» **EXERCISE GOAL**: Copy out the full journal of the motorbike trip below, word for word and unchanged.

» **GIVEN PASSAGE**:

● ● ● ● ●

The journal of a motorbike trip from Perth
to a bulldust hole on a track
on the edge of
the Simpson Desert
“The best laid schemes o’ mice an’ men Gang aft a-gley.”
After catching up as a result of a power dinghy expeditions’ reunion, Kim asked George about his planned ‘trip across the desert’. Fleshed out further it became a ‘trip to Cape York, via the desert’. Kim had been talking to Tony for some years about a motorbike trip. Further discussion with George and the trip was on. Simon very quickly was included. In January 1999 Tony had to pull out.
In March Simon changed jobs and also had to pull out.
In February I bought a 95 Dominator with 10,000 km on the clock and George dusted off his Tenere. The plan was to work on the bikes in George’s as-yet-unbuilt shed. The shed went up in May and many long nights and weekends were spent preparing the bikes.
As the day of departure approached we realised that the time available to finish preparation of the bikes was too short. And although the day of departure was postponed from Thursday to Friday to Sunday there were still jobs left undone.
Nothing important but just tasks that would provide comfort in the knowledge that they had been completed.

● ● ● ● ●

» **THE DATA**:
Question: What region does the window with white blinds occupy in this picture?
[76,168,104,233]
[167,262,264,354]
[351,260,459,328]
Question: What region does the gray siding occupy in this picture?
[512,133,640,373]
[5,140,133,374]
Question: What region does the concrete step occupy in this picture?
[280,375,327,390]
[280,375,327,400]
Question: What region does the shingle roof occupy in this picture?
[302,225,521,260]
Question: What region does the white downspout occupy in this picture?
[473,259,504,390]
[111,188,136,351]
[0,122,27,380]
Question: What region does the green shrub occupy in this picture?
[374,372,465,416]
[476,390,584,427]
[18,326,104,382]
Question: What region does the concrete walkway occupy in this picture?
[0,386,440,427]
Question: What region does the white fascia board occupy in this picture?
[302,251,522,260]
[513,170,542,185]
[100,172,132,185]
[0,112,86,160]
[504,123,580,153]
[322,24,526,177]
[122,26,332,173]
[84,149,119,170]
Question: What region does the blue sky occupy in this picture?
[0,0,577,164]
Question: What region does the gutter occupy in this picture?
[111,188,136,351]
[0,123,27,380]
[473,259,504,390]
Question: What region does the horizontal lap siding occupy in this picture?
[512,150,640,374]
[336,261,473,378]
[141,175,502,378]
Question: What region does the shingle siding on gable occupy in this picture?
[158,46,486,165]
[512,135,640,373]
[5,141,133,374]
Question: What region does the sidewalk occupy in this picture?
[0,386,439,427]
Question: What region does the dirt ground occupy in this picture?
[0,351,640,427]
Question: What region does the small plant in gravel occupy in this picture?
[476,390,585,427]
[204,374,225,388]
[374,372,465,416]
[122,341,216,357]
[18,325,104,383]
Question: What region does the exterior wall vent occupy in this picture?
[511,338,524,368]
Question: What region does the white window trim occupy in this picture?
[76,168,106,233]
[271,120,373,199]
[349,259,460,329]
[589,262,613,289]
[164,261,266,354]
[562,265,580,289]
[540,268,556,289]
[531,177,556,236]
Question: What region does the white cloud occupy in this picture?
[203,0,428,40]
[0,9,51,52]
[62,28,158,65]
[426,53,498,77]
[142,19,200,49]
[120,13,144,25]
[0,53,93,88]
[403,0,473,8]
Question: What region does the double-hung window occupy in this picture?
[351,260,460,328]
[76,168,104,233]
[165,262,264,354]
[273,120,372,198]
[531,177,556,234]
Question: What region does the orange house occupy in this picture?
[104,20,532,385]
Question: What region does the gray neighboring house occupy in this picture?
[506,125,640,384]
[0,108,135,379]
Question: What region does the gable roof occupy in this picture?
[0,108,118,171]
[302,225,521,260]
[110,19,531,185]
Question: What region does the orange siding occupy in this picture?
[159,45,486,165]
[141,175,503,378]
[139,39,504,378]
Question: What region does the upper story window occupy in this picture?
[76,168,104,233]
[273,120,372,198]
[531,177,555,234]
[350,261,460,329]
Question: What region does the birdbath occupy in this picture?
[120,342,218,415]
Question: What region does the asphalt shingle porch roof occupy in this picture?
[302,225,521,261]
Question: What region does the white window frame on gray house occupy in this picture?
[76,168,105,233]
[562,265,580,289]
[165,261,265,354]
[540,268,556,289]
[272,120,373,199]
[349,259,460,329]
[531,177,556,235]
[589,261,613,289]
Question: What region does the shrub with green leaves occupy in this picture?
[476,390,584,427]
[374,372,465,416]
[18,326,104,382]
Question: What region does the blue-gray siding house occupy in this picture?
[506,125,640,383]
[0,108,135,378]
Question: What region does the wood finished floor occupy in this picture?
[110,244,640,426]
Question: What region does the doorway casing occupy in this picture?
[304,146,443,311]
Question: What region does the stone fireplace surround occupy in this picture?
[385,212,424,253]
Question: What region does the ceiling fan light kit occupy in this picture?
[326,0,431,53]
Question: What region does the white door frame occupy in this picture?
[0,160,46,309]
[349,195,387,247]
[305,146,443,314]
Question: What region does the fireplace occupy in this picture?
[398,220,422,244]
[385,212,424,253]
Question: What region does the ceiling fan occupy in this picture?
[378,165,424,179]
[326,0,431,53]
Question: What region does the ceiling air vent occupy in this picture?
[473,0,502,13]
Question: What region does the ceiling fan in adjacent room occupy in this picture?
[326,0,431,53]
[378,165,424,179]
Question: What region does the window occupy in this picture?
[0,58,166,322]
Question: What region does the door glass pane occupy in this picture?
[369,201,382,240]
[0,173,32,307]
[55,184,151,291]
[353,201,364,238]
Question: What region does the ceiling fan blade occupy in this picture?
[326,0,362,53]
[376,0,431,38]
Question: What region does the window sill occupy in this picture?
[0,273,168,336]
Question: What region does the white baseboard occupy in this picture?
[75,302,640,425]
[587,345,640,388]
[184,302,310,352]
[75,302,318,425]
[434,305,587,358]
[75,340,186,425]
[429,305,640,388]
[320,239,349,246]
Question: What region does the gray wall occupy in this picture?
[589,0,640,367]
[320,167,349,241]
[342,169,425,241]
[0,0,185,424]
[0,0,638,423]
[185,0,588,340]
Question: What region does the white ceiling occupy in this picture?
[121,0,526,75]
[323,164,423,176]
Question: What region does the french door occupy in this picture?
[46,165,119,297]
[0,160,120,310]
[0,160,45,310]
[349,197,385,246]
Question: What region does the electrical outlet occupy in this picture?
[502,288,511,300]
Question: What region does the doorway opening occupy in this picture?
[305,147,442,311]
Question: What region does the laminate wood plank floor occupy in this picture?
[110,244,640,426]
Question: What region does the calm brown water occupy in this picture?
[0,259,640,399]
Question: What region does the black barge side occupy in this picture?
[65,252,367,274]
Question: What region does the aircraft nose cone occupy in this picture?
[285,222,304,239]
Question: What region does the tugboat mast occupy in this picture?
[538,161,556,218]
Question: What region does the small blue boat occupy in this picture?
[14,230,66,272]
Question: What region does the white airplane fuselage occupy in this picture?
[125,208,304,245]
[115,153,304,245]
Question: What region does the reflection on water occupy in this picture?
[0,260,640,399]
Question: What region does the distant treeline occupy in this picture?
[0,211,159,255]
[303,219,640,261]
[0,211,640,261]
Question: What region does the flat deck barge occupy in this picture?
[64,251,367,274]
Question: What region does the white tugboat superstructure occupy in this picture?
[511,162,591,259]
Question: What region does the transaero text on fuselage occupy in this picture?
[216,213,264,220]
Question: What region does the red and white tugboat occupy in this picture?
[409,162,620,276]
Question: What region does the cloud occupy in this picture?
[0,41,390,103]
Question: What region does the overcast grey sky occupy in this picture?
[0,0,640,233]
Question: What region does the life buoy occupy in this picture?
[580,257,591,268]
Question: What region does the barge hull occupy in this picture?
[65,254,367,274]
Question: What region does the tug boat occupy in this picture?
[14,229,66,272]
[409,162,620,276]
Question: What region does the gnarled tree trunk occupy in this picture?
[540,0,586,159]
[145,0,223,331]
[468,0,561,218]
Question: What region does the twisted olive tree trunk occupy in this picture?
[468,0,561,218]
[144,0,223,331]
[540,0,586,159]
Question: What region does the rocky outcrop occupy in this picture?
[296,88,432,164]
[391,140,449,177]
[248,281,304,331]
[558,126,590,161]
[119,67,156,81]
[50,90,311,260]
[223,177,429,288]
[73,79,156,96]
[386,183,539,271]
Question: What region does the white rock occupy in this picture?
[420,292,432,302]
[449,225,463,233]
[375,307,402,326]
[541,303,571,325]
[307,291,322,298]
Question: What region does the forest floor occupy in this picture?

● ● ● ● ●

» **SOLUTION BELOW**:
The journal of a motorbike trip from Perth
to a bulldust hole on a track
on the edge of
the Simpson Desert
“The best laid schemes o’ mice an’ men Gang aft a-gley.”
After catching up as a result of a power dinghy expeditions’ reunion, Kim asked George about his planned ‘trip across the desert’. Fleshed out further it became a ‘trip to Cape York, via the desert’. Kim had been talking to Tony for some years about a motorbike trip. Further discussion with George and the trip was on. Simon very quickly was included. In January 1999 Tony had to pull out.
In March Simon changed jobs and also had to pull out.
In February I bought a 95 Dominator with 10,000 km on the clock and George dusted off his Tenere. The plan was to work on the bikes in George’s as-yet-unbuilt shed. The shed went up in May and many long nights and weekends were spent preparing the bikes.
As the day of departure approached we realised that the time available to finish preparation of the bikes was too short. And although the day of departure was postponed from Thursday to Friday to Sunday there were still jobs left undone.
Nothing important but just tasks that would provide comfort in the knowledge that they had been completed.